(Kutipan Teks)
Mohon tunggu...
KOMENTAR
Sosbud

Melirik Transmigran di Pantai Barat Aceh

14 Januari 2011   09:32 Diperbarui: 26 Juni 2015   09:36 478 0
Meski mereka memiliki corak wajah dan bahasa yang berbeda seperti umumnya ureueng Aceh. Namun, mereka bisa membaur dengan penduduk di berbagai desa yang ada di propinsi di ujung Sumatera itu. Tak jarang, sebagian mereka bisa hidup makmur bahkan melebihi penduduk lokal.

Aceh dengan masyarakat transmigran dari Jawa menjadi cerita yang penuh warna. Tak pelak, ketika konflik, kerap terjadi penzaliman terhadap mereka. Itu dilakukan beberapa oknum gerilyawan yang keliru menginterpretasikan kondisi politik dengan tudingan Jawanisasi. Namun, sejatinya, bahkan ada masyarakat transmigran yang malah menjadi kombatan membantu perjuangan gerilyawan.

Sebab, memang dasarnya sejarah keberadaan suku Jawa di Aceh telah ada sejak Indonesia belum berdiri. Ini berdasar beberapa catatan yang pernah saya temukan. Di sana, bisa disebut sudah tidak ada pemilahan terlalu serius. Antara masyarakat transmigran dengan penduduk lokal sudajh menyatu dengan baik.

Di Nagan Raya. Bahkan terdapat beberapa pengusaha yang cukup terkenal di kalangan ureueng Nagan. Mereka bahkan bisa pekerjakan penduduk lokal--di luar perusahaan sawit skala besar yang juga ada.

Kemudian juga dalam kehidupan sosialnya. Tidak jarang masyarakat transmigran yang tidak hanya berdiam di komunitas sesama transmigran, menjadi tokoh agama bahkan menjadi kepala desa. Pun sampai ke tingkatan politik jauh ke atas semisal kabupaten. Terdapat beberapa nama yang berasal dari masyarakat transmigran Jawa. Ini cukup menjadi indikator kecerdasan masyarakat Jawa dalam bergaul dan hidup berdampingan dengan masyarakat lokal.

Menariknya. Meskipun masyarakat transmigran itu bisa berbaur dengan penduduk lokal secara baik. Namun, mereka tidak meninggalkan tradisi mereka sendiri. Misal saja pertunjukan wayang dan lain sebagainya. Itu masih bisa dengan mudah ditemukan sampai sekarang.

Kendati tidak diatur secara tertulis. Masyarakat transmigran dengan penduduk lokal biasanya dengan bijak bisa siasati soal budaya dasar. Sebut saja, terkait pertunjukan yang bersifat tradisi itu tadi. Jika mereka mengadakan perhelatan nikah, mereka ureueng Aceh lokal yang berdiam di lokasi yang sebagian penduduknya adalah masyarakat transmigran lebih memilih menggunakan pesta dengan menanggap wayang misalnya. Begitu juga sebaliknya.

(Entri yang Diberikan)
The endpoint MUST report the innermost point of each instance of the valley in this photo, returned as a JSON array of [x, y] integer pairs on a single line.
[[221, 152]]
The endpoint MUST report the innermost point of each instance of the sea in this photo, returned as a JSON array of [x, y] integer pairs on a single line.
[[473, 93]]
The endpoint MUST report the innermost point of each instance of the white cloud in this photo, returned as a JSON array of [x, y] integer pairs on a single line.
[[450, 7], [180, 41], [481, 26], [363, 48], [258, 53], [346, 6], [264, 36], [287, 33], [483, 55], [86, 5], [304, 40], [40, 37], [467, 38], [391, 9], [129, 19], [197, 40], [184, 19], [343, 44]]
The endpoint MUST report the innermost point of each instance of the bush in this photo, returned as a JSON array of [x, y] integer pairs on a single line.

(Yang Perlu Dilakukan)
a) Menurut teks tentang transmigran di pantai barat Aceh, tradisi apa yang disebut masih mudah ditemukan sampai sekarang?
b) Lanjutkan teks tentang transmigran di pantai barat Aceh, dimulai setelah kalimat terakhir yang ditampilkan.

(Jawaban)
a) Pertunjukan wayang.

b)
Pun, sudah sering terjadi ureueng Aceh menikahi gadis-gadis transmigran. Patut dicatat, gadis transmigran sering menjadi rebutan pemuda Aceh. Karena berkembang anggapan, gadis Jawa dipandang lebih telaten mengurus suaminya.

Lepas dari itu semua. Pembauran penduduk dengan pola transmigrasi itu saya perhatikan memang sangat positif. Tentu itu juga berdasar pada pemandangan positif yang saya amati di Aceh.

Percaya atau tidak. Masyarakat transmigran di Aceh dikenal sebagai masyarakat yang ulet. Mereka memiliki kemampuan bekerja yang luar biasa. Tak hanya kalangan lelaki saja. Yang perempuan pun tidak kalah.

Ketika saya kecil sampai usia saya sekarang yang telah setengah perjalanan. Masih cukup membekas di ingatan saya pemandangan yang kerap saya lihat sendiri. Perempuan transmigrasi menjajakan dagangan hasil kebun dengan berjalan kaki. Itu juga bukan dalam jarak dekat. Melainkan bisa sampai 30 kilometer bahkan lebih. Juga patut digarisbawahi, bisa merujuk kepolisian, teramat sangat jarang ada catatan masyarakat transmigran melakukan kriminal di Aceh.

Sayangnya, selama reformasi, soal transmigrasi sejauh ini tidak lagi terlihat sebagai isu yang sering diangkat. Juga, sudah jarang terketemukan kabar pemerintah menginisiasi sustainabilitas program tersebut. Padahal, masih sangat luas bumi nusantara ini yang butuh tangan-tangan cekatan untuk membangun.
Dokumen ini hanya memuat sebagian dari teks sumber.